**Exercise tasks**.
(1) In the Kerala COVID-19 report, rewrite the passage between "Thiruvananthapuram: Kerala has" and "over two months.", inclusive, with "doubling" changed to "increasing".
(2) Answer these questions from the Kerala COVID-19 report:
(a) How many first line treatment centres does Shailaja say the state already has?
(b) How many panchayats are to open at least one FLTC?
(c) To what number had active cases fallen on May 8?
(3) Write the next part of the Kerala COVID-19 report, picking up after its final sentence.

**Excerpt provided**.
* * * * *

Thiruvananthapuram: Kerala has made arrangements to treat around 50,000 COVID-19 patients at a time, doubling the first line treatment centres to 56 as it battles the third wave of the infections that has pushed the active cases to over 7,000 in the last over two months.
State Health Minister K K Shailaja said experts have forecast a surge in the number of cases next month but sounded confident that the government can manage any such situation with the measures being taken by it.
After successfully containing the spread of the infections since it reported the country's first COVID-19 case in January, the southern state has been witnessing a sharp increase in fresh cases since May with thousands of people returning from overseas and other parts of the country.
Though the caseload is still lower compared to neighbouring states of Tamil Nadu and Karnataka, the state is gearing up for any contingency and has ramped up the COVID care infrastructure by adding more first line treatment centres (FLTCs) besides deciding to recruit temporary staff for them so that it can treat up to 50,000 patients at a time.
"We already have two COVID hospitals in each district. Then as the number increased, we opened one FLTC for each COVID hospital. Thus we already have 28 FLTCs. Now we have given direction to increase the number to 56. That is one COVID hospital will have two FLTCs," Shailaja told PTI.
She also said the government had already given directions to open in each of the 941 panchayats at least one FLTC where a special medical team would take care of asymptomatic and less complicated patients.
Some FLTCs have up to 500 beds and at least 2,000 people can be accommodated in each of the 14 districts in the state.
While the country's three first COVID-19 patients in the state recovered, effective steps, including triple lockdown in areas such as Kasaragod, which witnessed high number of cases early, brought down the active cases to just 16 on May 8, that marked the end of the second spell of COVID-19.

* * * * *

**Dataset excerpts**.
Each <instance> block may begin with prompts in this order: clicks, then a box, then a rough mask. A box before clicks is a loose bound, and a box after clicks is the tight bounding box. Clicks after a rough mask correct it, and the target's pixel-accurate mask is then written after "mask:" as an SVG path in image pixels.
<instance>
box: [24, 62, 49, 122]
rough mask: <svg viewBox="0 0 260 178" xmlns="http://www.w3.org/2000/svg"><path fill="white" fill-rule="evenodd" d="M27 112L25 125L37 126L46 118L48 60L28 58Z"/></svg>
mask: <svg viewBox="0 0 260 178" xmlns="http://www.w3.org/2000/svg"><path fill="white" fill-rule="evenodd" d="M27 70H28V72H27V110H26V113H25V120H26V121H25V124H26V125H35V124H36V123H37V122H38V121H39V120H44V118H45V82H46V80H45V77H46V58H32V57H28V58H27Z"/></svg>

* * * * *

**Outputs for the tasks**.
(1)
Thiruvananthapuram: Kerala has made arrangements to treat around 50,000 COVID-19 patients at a time, increasing the first line treatment centres to 56 as it battles the third wave of the infections that has pushed the active cases to over 7,000 in the last over two months.

(2)
(a) 28
(b) 941
(c) 16

(3)
Chief Minister Pinarayi Vijayan had then declared that the coronavirus curve has been flattened, though he had cautioned a third wave cannot be ruled out when the lockdown norms are eased and people allowed to return to the state.
As predicted by him, the state has been witnessing a steady spike in new cases with people stranded due to the lockdown in various parts of the globe, especially the Gulf nations, and other states returning home.
Vijayan last week admitted community transmission has occurred in two coastal regions in Thiruvananthapuram -- Poonthura and Pulvilla -- declared as clusters with high cases.
According to officials, clusters are formed when there is an "unexpected surge in COVID-19 cases" at a particular area and it occurred just before community transmission.
Kerala reported 821 fresh cases on Sunday, the highest single day count so far. While the tally has risen to 12,480, the active cases stood at 7,063. The death toll is 42.
According to officials, at least 60 per cent of the patients are asymptomatic in the state, making things more difficult for the health department.
Explaining the functioning of the FLTCs, Shailaja said the idea was to decongest medical college hospitals where seriously ill patients would be treated.
"It can be schools, hostels or any other large building. The government has already released funds for purchase of necessary furniture and equipment at these centres. All districts have been given Rs 10 crore each. The panchayats have been given Rs 50,000 as an advance fund to set up the FLTCs," the Minister said.
When asked about reports on a surge in the number of cases in coming months, the Minister said a particular number cannot be predicted at any time.
"We cannot predict that a particular number of cases will be reported within a particular time period. But experts are predicting a surge in the number of cases in August. But we hope the surge can be controlled with our effective mitigation process," she said.
In order to overcome the shortage of human resources in the FLTCs, the state government has decided to recruit temporary staff.
"Till now, our containment strategy, testing process and quarantine method have helped us in controlling the spread and reducing the death rate. We need to effectively continue with that," Shailaja said.
"Till May 4, when the lockdown was lifted, we had 499 cases and the death rate was under 0.56 per cent. We had reported three deaths. But after that, people started pouring into the state from everywhere. Till the first week of June, we had a high number of imported cases," she said.
The Health department was able to contain the "local spread below ten per cent" and the aim was to bring it down to five per cent, the Minister said.
On formation of local clusters in Thiruvananthapuram, Shailaja said people from bordering Kanyakumari district in Tamil Nadu depend on hospitals here for treatment. Besides, many also come to the state capital for their livelihood.
One person who came from Tamil Nadu infected many in Kumarichantha area.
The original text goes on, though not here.